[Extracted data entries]
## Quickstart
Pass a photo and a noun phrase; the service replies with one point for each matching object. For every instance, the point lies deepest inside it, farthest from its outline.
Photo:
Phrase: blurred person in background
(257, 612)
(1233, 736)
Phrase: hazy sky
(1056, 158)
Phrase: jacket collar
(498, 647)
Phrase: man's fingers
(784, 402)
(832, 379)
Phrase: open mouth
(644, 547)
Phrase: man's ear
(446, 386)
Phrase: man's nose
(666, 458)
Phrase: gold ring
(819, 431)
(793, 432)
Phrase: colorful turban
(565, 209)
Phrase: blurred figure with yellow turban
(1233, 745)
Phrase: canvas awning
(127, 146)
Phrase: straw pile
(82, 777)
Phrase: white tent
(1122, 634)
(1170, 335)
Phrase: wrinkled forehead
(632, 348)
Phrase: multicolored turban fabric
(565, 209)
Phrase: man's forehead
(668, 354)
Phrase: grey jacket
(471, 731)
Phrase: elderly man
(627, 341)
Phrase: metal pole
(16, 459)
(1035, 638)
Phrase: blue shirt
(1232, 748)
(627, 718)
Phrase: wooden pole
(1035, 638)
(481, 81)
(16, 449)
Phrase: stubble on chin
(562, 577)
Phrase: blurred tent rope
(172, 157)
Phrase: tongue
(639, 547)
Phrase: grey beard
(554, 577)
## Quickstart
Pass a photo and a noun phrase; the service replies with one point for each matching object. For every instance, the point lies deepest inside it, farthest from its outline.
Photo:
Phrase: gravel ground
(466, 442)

--

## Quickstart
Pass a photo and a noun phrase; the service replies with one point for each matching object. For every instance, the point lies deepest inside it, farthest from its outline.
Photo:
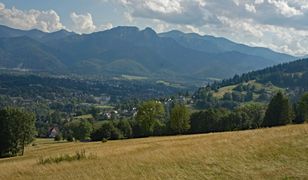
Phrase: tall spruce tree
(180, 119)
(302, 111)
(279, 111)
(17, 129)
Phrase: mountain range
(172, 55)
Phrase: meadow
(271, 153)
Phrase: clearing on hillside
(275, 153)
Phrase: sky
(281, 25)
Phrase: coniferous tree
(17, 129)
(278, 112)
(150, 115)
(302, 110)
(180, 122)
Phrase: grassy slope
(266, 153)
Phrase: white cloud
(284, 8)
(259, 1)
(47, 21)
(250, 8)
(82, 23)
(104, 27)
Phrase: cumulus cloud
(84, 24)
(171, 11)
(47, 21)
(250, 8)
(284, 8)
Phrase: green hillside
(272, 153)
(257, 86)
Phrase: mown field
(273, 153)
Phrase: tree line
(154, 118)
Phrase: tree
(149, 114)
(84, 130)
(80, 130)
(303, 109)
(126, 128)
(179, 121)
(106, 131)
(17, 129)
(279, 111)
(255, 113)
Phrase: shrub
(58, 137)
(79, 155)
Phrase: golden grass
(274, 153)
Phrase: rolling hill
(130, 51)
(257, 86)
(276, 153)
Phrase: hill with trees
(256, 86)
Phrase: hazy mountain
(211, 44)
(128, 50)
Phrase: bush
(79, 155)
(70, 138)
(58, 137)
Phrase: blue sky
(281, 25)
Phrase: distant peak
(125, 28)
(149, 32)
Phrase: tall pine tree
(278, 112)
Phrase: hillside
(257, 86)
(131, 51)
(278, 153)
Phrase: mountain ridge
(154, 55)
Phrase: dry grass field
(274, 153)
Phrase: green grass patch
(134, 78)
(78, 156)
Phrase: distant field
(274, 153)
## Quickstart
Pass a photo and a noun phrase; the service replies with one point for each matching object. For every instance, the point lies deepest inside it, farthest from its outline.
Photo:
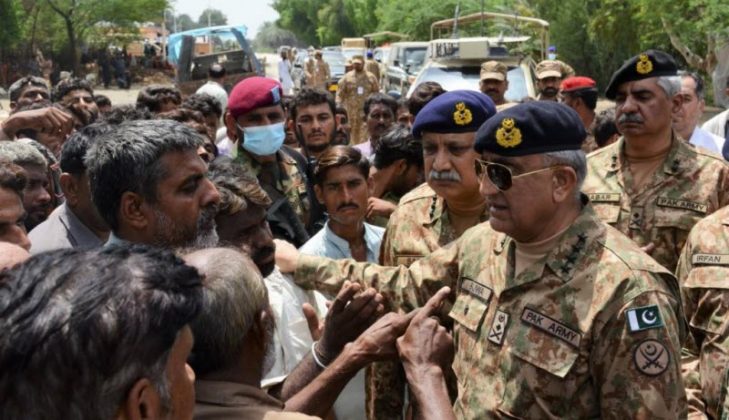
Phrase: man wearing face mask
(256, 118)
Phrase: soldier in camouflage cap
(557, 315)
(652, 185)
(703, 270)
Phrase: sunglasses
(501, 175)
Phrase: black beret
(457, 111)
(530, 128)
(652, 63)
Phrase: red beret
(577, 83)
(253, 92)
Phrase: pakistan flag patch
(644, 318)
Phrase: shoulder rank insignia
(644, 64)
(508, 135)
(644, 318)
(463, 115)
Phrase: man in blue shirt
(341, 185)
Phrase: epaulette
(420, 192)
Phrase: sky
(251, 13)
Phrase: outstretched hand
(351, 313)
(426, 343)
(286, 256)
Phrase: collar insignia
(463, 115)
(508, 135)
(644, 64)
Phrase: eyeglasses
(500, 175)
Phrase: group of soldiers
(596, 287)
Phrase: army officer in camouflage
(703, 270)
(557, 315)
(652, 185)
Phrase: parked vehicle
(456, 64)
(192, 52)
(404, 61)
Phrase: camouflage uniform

--

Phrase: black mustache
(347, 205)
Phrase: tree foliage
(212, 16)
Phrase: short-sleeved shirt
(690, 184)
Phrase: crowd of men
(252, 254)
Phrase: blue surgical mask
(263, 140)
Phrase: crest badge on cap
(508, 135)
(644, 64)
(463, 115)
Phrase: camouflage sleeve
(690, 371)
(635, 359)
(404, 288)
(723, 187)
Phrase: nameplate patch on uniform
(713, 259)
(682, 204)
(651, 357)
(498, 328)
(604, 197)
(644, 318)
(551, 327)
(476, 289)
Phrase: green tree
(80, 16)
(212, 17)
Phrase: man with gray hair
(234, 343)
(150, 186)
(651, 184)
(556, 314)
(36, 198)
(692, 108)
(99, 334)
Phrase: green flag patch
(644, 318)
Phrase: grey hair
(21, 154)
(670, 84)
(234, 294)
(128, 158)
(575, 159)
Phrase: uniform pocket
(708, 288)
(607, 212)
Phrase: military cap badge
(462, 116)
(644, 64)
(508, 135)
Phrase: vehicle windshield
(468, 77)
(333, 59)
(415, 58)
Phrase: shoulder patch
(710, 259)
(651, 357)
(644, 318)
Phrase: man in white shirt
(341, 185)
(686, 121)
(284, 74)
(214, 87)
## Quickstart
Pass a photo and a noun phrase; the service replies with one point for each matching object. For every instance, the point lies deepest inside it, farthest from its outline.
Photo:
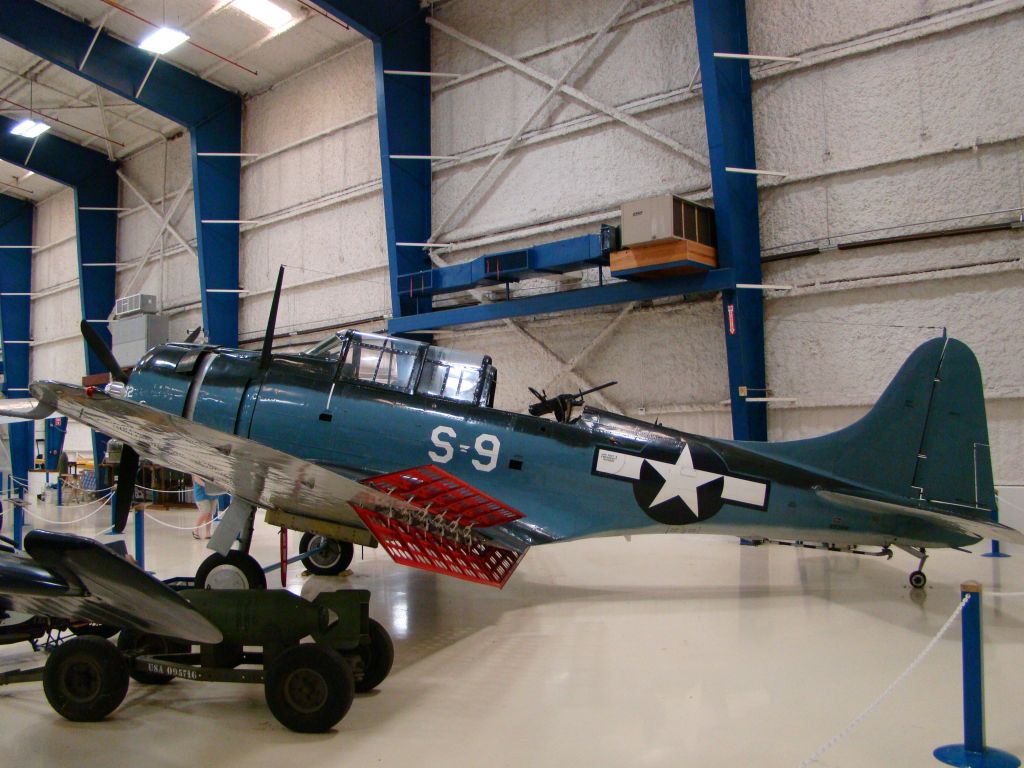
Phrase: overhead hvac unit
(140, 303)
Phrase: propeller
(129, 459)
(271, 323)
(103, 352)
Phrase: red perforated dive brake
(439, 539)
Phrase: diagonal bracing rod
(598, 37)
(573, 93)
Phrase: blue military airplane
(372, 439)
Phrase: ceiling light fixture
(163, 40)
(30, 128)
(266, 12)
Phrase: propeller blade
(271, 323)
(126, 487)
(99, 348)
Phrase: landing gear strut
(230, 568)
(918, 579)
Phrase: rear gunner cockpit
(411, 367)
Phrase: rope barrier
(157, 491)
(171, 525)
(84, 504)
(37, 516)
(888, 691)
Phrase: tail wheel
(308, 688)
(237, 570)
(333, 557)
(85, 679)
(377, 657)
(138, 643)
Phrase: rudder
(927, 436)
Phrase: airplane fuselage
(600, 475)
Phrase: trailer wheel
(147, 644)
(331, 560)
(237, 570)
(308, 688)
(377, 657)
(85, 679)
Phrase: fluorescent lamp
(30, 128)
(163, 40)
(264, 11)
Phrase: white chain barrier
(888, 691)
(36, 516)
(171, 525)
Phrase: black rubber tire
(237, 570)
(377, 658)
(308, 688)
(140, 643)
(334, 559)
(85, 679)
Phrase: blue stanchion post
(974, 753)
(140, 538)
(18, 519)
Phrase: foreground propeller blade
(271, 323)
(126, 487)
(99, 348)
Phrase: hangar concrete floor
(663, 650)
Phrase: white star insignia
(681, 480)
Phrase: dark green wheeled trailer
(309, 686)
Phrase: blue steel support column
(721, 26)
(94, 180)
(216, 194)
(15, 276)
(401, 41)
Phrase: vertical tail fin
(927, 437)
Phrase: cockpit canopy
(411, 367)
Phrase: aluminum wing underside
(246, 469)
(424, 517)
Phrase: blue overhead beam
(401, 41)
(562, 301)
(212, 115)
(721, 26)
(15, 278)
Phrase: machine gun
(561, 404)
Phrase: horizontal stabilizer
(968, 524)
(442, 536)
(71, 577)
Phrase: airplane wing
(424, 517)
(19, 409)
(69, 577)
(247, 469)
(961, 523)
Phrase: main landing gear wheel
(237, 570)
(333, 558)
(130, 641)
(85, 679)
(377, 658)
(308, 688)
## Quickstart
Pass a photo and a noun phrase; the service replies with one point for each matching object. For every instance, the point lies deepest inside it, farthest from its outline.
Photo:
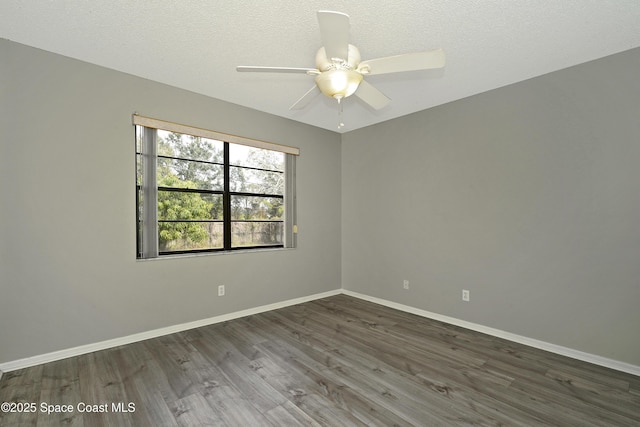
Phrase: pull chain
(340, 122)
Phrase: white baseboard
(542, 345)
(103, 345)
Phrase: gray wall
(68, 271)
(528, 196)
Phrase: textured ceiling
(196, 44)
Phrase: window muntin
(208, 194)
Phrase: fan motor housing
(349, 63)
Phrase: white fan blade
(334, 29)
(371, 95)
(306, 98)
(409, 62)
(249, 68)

■ **ABOUT THIS EXERCISE**: For this exercise, transcribe exactly the part of the records above that opens with the line containing "Phrase: mown field" and closes with the one containing "Phrase: camouflage uniform". Pictures are not part of the copy.

■ **YOUR SOLUTION**:
Phrase: mown field
(273, 153)
Phrase: tree line
(154, 118)
Phrase: tree
(149, 114)
(84, 130)
(80, 130)
(303, 109)
(126, 128)
(179, 121)
(106, 131)
(17, 129)
(279, 111)
(255, 113)
Phrase: shrub
(58, 137)
(79, 155)
Phrase: golden grass
(274, 153)
Phrase: rolling hill
(130, 51)
(257, 86)
(276, 153)
Phrase: hill with trees
(256, 86)
Phrase: hazy mountain
(211, 44)
(128, 50)
Phrase: bush
(79, 155)
(70, 138)
(58, 137)
Phrase: blue sky
(281, 25)
Phrase: distant peak
(125, 28)
(149, 32)
Phrase: tall pine tree
(278, 112)
Phrase: hillside
(257, 86)
(131, 51)
(278, 153)
Phrase: mountain ridge
(154, 55)
Phrase: dry grass field
(274, 153)
Phrase: green grass patch
(134, 78)
(78, 156)
Phrase: distant field
(274, 153)
## Quickstart
Pass a photo and a noun phrase; the service replies with one point for each matching object. For every instance, the point lies deepest inside it, farthest from its outline.
Photo:
Phrase: man wearing face mask
(256, 118)
Phrase: soldier in camouflage cap
(557, 315)
(652, 185)
(703, 270)
Phrase: sunglasses
(501, 175)
Phrase: black beret
(457, 111)
(530, 128)
(652, 63)
Phrase: red beret
(577, 83)
(253, 92)
Phrase: pakistan flag patch
(644, 318)
Phrase: shoulder rank insignia
(644, 64)
(508, 135)
(644, 318)
(463, 115)
Phrase: man in blue shirt
(341, 185)
Phrase: epaulette
(420, 192)
Phrase: sky
(251, 13)
Phrase: outstretched hand
(351, 313)
(426, 343)
(286, 256)
Phrase: collar insignia
(463, 115)
(508, 135)
(644, 64)
Phrase: eyeglasses
(500, 175)
Phrase: group of soldiers
(596, 287)
Phrase: army officer in camouflage
(703, 270)
(557, 315)
(652, 185)
Phrase: parked vehicle
(456, 64)
(192, 52)
(404, 61)
Phrase: camouflage uniform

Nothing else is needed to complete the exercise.